▶ [DEINE AUFGABE]:
Schreib alle Länder auf, in denen laut dem Text über die Beschaffungsstudie weiter unten Beschaffungsleiter befragt wurden.

▶ [TEXT ZUM LESEN]:

+--

Studie belegt das Hinterherhinken

Eine neue Studie, die von von Sapio Research im Juli 2023 im Auftrag von Ivalua durchgeführt wurde, hat ergeben, dass mehr als die Hälfte der Prozesse für Beschaffung und Lieferantenmanagement noch nicht digitalisiert worden sind. 

Die Studie basiert auf einer Umfrage unter 850 Beschaffungsleitern in Grossbritannien, den USA, Deutschland, Frankreich, Schweden, den Niederlanden und Italien.

Die befragten Beschaffungsleiter schätzen, dass sie jedes Jahr im Durchschnitt mehr als ein Fünftel (22 Prozent) ihrer Zeit mit papierbasierten oder manuellen Prozessen vergeuden.

Die  Studie zeigt ausserdem, dass die Hälfte der Führungskräfte im Beschaffungswesen (50 Prozent) der Meinung ist, dass die Digitalisierung im Beschaffungswesen zu langsam voranschreitet, während 47 Prozent meinen, dass die bestehenden Beschaffungslösungen nicht flexibel genug sind, um mit dem ständigen Wandel Schritt zu halten und mit den Unsicherheiten des Marktes und der Wirtschaft umzugehen. 

Dies hat erhebliche Auswirkungen auf die Fähigkeit der Beschaffung, an strategischeren Aufgaben zu arbeiten.

+--

▶ [DATEN ZUM PRÜFEN]:
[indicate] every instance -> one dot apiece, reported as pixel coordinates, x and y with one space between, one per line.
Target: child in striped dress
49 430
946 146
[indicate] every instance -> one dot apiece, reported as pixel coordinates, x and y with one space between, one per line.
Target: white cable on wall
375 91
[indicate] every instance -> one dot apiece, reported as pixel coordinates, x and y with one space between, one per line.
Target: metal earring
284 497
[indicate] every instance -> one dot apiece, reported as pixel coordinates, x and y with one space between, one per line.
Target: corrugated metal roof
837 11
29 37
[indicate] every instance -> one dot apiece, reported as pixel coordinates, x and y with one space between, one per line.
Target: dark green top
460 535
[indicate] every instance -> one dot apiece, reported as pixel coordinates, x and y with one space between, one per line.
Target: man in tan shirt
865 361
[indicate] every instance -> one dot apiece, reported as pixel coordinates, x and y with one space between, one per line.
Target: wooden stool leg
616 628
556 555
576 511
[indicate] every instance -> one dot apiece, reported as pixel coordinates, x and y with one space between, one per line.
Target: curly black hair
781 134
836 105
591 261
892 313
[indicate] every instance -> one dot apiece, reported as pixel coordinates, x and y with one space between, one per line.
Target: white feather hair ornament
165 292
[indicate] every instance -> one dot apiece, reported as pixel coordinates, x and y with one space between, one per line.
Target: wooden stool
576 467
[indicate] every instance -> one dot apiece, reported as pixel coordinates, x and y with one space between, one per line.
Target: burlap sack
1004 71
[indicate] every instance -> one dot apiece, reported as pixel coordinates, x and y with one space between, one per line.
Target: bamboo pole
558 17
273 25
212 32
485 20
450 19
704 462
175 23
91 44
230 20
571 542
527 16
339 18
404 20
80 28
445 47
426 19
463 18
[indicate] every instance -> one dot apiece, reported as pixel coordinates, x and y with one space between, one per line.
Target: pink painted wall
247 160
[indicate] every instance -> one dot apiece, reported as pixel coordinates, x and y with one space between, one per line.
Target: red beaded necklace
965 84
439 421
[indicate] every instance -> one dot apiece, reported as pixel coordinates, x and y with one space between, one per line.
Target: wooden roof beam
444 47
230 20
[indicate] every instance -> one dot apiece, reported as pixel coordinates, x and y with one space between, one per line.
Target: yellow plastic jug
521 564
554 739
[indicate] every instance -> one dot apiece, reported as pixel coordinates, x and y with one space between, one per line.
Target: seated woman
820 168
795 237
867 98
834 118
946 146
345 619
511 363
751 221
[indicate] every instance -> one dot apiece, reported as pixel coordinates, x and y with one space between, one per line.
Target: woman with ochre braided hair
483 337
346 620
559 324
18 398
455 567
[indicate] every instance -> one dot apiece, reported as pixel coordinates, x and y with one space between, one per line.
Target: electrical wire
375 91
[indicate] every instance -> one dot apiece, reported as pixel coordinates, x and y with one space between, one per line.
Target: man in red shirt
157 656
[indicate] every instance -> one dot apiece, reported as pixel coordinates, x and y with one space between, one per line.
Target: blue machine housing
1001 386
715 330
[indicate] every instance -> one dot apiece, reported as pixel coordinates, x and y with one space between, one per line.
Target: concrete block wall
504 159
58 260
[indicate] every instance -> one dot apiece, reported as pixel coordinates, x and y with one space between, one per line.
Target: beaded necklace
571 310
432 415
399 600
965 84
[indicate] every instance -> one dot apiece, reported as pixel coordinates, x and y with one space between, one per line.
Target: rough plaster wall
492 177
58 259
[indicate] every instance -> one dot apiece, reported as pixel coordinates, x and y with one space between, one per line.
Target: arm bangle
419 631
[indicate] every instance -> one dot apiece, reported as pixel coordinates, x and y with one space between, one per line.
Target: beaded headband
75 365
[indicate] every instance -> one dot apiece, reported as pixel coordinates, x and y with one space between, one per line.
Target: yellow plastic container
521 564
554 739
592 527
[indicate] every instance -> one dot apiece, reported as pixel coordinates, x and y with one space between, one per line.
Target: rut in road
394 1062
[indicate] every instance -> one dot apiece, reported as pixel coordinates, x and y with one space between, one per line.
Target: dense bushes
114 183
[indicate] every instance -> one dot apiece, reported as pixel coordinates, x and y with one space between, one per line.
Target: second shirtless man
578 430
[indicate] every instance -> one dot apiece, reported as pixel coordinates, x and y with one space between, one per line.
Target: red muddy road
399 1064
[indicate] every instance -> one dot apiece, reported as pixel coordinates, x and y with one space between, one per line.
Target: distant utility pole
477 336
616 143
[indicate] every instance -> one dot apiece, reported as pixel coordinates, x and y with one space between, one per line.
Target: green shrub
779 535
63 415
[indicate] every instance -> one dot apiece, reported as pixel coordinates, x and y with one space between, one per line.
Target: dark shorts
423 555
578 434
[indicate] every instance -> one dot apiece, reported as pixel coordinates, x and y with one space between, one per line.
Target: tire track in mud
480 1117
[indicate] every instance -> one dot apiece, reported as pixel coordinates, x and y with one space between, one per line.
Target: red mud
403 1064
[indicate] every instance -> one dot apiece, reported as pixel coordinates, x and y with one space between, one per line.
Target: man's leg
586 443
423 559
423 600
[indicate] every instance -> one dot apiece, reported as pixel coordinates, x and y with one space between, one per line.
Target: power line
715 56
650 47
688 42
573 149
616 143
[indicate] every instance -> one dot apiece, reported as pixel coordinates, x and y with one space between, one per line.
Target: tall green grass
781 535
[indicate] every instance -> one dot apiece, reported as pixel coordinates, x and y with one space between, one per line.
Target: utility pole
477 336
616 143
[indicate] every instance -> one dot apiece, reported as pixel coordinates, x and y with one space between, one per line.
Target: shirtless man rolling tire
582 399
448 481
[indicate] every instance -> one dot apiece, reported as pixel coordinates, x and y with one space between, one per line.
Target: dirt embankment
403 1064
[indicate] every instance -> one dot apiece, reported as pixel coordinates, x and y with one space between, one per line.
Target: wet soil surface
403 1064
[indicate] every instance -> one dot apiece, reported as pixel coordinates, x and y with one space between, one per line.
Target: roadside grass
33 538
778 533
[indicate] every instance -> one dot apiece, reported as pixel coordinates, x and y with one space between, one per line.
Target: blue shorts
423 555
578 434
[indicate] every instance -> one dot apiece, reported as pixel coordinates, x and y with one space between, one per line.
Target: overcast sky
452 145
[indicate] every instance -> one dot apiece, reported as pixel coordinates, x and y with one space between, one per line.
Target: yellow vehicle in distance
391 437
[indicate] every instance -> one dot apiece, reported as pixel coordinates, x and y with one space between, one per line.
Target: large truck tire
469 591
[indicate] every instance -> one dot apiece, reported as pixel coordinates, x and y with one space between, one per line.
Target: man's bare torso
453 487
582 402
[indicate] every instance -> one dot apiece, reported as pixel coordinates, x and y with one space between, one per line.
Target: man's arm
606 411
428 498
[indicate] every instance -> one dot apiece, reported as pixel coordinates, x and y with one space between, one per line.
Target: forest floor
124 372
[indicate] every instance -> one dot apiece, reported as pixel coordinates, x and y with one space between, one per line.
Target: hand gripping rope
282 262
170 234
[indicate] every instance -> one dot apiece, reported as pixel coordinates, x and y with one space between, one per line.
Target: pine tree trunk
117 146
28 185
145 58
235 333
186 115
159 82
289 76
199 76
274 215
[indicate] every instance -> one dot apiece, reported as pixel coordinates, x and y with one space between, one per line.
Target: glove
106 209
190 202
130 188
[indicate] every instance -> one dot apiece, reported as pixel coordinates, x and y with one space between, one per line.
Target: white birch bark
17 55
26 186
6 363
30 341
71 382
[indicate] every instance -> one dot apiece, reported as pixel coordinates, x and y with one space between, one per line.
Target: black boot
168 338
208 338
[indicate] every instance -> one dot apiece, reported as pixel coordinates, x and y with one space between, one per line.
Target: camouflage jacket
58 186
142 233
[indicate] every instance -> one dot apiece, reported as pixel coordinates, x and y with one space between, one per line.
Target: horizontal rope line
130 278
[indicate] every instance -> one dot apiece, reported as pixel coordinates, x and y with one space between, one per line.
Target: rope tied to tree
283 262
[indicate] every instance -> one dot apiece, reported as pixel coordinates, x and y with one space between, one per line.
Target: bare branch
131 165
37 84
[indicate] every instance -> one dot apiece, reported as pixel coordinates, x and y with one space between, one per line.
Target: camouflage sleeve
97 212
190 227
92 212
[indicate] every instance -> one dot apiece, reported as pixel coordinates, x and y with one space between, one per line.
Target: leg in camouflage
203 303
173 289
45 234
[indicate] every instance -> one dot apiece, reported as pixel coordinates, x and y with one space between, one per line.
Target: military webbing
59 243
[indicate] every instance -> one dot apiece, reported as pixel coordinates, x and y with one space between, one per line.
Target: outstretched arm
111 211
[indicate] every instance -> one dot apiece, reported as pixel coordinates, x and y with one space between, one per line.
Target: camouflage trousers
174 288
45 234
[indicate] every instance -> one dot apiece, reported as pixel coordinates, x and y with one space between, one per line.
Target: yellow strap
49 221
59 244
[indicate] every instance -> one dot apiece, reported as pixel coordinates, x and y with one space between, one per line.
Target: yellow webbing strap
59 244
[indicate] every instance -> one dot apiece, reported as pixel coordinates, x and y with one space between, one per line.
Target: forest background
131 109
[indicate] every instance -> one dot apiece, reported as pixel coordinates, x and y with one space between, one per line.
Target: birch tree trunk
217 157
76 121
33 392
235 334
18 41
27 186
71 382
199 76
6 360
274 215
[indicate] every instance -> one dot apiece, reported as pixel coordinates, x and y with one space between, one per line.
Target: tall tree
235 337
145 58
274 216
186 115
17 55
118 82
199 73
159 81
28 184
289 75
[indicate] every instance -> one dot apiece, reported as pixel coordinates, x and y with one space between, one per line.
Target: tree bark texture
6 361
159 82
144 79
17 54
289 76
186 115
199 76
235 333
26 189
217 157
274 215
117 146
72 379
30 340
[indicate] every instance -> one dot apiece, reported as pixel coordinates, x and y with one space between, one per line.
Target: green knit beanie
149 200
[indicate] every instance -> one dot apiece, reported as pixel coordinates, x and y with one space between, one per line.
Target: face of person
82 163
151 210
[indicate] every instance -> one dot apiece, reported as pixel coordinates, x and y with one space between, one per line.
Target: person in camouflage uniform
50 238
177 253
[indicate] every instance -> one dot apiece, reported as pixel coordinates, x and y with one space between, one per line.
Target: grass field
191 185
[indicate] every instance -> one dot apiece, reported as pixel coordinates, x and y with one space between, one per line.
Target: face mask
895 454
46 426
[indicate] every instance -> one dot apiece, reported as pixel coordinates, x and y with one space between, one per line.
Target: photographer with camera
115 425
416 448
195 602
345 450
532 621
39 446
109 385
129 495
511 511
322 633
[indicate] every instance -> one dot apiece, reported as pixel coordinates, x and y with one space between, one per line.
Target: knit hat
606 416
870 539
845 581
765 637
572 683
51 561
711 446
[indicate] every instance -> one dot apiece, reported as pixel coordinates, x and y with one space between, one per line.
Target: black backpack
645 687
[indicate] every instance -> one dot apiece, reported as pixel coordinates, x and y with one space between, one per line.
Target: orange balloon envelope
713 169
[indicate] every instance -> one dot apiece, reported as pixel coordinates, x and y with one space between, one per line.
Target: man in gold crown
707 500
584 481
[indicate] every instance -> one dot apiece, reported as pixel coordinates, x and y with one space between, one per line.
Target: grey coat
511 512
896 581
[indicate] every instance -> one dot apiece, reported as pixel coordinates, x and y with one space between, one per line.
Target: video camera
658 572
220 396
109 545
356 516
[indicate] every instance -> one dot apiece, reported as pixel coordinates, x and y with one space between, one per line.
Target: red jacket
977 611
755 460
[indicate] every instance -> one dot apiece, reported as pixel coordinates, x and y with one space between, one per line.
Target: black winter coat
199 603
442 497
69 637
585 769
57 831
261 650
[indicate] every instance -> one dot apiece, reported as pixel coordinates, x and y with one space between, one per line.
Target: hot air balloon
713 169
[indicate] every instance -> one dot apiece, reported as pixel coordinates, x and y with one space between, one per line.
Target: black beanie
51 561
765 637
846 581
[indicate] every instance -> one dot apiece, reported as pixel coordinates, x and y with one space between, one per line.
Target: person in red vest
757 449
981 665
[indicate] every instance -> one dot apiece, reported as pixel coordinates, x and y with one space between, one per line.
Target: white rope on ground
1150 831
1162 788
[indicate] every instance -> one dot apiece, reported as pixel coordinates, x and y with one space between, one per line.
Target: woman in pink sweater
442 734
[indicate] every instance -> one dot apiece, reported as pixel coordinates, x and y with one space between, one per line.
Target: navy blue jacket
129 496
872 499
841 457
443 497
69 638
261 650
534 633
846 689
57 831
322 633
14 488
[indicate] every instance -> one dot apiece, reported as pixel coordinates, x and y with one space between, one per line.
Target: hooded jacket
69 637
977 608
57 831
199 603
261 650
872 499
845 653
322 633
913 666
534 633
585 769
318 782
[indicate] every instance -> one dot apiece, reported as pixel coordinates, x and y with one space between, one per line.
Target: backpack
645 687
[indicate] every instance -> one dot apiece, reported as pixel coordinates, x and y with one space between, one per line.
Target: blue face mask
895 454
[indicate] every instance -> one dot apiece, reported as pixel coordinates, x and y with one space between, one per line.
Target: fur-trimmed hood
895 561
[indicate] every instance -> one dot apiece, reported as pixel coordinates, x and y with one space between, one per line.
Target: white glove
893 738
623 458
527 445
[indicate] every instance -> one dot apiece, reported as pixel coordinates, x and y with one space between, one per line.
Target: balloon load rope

+--

▶ [DIE LÖSUNG]:
Grossbritannien, USA, Deutschland, Frankreich, Schweden, Niederlande, Italien